(Natural-language object grounding data)
========================
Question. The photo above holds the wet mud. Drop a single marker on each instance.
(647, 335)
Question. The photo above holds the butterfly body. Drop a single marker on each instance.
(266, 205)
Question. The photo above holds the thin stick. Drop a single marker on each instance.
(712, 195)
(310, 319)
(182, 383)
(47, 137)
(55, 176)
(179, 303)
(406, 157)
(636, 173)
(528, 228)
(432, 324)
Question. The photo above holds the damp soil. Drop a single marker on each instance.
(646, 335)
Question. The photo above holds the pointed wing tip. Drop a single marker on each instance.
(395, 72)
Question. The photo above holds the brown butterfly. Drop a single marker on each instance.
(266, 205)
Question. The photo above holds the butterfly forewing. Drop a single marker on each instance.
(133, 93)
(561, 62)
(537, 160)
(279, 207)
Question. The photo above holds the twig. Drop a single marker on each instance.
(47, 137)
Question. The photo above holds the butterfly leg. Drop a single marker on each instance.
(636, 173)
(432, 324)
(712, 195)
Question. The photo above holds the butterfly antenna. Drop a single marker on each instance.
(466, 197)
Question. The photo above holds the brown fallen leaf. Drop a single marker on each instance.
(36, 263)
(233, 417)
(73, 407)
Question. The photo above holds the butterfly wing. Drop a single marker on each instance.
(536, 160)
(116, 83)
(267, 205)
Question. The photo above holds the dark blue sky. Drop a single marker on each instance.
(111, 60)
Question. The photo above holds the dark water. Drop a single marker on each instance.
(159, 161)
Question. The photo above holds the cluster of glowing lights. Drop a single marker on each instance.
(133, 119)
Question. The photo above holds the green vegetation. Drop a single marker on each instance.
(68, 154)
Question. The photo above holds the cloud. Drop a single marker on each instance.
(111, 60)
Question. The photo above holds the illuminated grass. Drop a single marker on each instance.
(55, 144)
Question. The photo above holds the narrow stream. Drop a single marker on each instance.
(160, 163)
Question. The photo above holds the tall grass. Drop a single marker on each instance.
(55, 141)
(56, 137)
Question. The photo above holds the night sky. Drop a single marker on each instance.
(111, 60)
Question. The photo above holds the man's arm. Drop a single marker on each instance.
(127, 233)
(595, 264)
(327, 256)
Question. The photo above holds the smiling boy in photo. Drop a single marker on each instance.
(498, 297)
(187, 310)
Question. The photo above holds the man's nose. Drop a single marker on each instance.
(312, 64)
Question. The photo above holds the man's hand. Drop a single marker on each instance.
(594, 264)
========================
**WORK TO BE COMPLETED**
Write out each line exactly, as it is shown above.

**WRITTEN ANSWER**
Question. The photo above holds the wet mud. Drop a single marker on each instance.
(647, 335)
Question. The photo above holds the butterfly body. Drop a single marker on each instance.
(266, 205)
Question. The photo above holds the thin stick. Drop a single marker on each instance.
(712, 195)
(310, 319)
(182, 383)
(47, 137)
(55, 176)
(179, 303)
(406, 157)
(636, 173)
(528, 228)
(432, 324)
Question. The photo above holds the damp soil. Drop a single marker on each instance.
(646, 335)
Question. The photo above holds the pointed wing tip. Drop a single marker on each instance.
(395, 72)
Question. The photo above holds the brown butterfly. Drop a single marker on each instance.
(266, 205)
Question. The photo above holds the butterfly forewing. Drop a single marker on each instance.
(133, 93)
(561, 62)
(537, 160)
(279, 207)
Question. The photo above holds the twig. Drop a single marker on each instance.
(47, 137)
Question. The photo above holds the butterfly leg. Drop a single marker on each instance.
(636, 173)
(432, 324)
(712, 195)
Question. The photo above holds the butterfly antenna. Drop a single marker on each instance.
(466, 197)
Question. The photo above holds the brown fallen leaf. Drop a single marker on each instance.
(36, 263)
(233, 417)
(73, 407)
Question. The photo above holds the butterfly wing. Drop a single marker on each instance.
(536, 160)
(116, 83)
(267, 205)
Question. The photo above holds the dark blue sky. Drop a single marker on each instance.
(111, 60)
Question. The photo above holds the dark water. Drop a single marker on each instance.
(159, 161)
Question. The photo above holds the cluster of glowing lights. Drop a single marker on each instance.
(133, 119)
Question. The photo above holds the green vegetation. Drop a single marker on each instance.
(68, 154)
Question. The photo above holds the cloud. Drop a single marker on each instance.
(111, 60)
Question. The photo above holds the illuminated grass. Drop a single marker on each instance.
(55, 144)
Question. The photo above holds the narrow stream. Drop a single marker on each instance.
(160, 163)
Question. The photo above holds the tall grass. Drop a single marker on each instance.
(55, 141)
(56, 137)
Question. The photo above holds the night sky. Drop a single marker on each instance.
(111, 60)
Question. The photo above holds the man's arm. Drop a single marker on each instance.
(127, 233)
(595, 264)
(327, 256)
Question. The photo above holds the smiling boy in photo. Drop a single marker on each instance.
(498, 297)
(187, 310)
Question. The photo above holds the man's nose. Drop a single marker on each instance.
(312, 64)
Question. The photo above holds the man's hand. Drop a single marker on each instance.
(594, 264)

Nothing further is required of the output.